# [THE TASK]
Nothing in the listing should differ in your copy; retype it all exactly.

*** EXTRACTED ENTRIES ***

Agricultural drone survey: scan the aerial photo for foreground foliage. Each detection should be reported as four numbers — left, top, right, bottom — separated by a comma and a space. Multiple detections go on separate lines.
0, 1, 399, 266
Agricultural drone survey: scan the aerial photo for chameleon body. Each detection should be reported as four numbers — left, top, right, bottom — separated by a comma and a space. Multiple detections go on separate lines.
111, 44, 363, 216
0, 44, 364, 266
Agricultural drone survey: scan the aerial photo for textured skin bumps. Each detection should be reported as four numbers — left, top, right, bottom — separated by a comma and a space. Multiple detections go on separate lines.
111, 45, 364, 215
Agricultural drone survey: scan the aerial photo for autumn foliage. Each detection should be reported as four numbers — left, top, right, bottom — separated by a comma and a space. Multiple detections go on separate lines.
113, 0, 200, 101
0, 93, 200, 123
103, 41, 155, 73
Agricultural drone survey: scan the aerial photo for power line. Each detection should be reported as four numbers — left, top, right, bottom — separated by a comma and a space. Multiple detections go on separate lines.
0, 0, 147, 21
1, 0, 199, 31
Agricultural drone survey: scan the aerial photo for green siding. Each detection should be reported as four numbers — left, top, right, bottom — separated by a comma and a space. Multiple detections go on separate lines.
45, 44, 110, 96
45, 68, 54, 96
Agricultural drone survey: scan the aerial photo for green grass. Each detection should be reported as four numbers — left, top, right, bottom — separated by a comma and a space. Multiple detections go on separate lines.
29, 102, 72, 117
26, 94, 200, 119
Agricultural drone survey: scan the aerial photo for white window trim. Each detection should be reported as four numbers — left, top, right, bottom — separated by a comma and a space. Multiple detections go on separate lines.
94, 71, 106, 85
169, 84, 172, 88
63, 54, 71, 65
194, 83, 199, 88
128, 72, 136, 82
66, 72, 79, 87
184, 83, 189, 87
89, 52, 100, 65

*** End of EXTRACTED ENTRIES ***

# [ANSWER]
Agricultural drone survey: scan the aerial photo for foreground foliage. Each detection should be reported as four numbers — left, top, right, bottom — separated by a comma and a space. Multiple detections go on separate lines.
0, 1, 399, 266
Agricultural drone survey: scan the aerial photo for chameleon body. Each detection should be reported as four numbers — left, top, right, bottom — separated by a comma and a space. Multiple detections go on separate lines.
111, 44, 363, 216
0, 44, 364, 266
Agricultural drone survey: scan the aerial photo for textured skin bumps. Each detection should be reported as four numbers — left, top, right, bottom — separated by a comma and a space. Multiple detections go on separate lines.
111, 45, 364, 215
Agricultural drone survey: scan the aerial photo for autumn foliage. Each detection should be reported as four numbers — left, top, right, bottom — separated by a comma and a space. Multiple detections go on separate lines.
113, 0, 200, 101
0, 93, 200, 123
103, 41, 155, 73
Agricultural drone survey: scan the aerial photo for power line. Each detection should be reported as four numbers — left, top, right, bottom — separated by a comma and a space. Multiple detections go on separate lines.
0, 0, 147, 21
1, 0, 199, 31
Agricultural drone survey: scan the aerial photo for green siding. Each detection should be reported as four numbers — left, top, right, bottom — separated by a comma and a space. Multiple detections go on separate lines.
45, 44, 110, 96
45, 68, 54, 96
Agricultural drone survey: scan the aerial photo for green grass. Each detection should be reported as four numbers — left, top, right, bottom — separated by a comma and a space. Multiple detections go on separate lines.
29, 102, 72, 117
26, 94, 200, 119
Agricultural drone survey: scan the aerial photo for white window trim. Each detection should be reported as four numbers — left, top, right, bottom — separated by a comma and a space. Multiple detections go on separate lines.
94, 71, 106, 85
169, 84, 172, 88
63, 54, 71, 65
194, 83, 199, 88
128, 72, 136, 82
66, 72, 79, 87
184, 83, 189, 87
89, 52, 100, 65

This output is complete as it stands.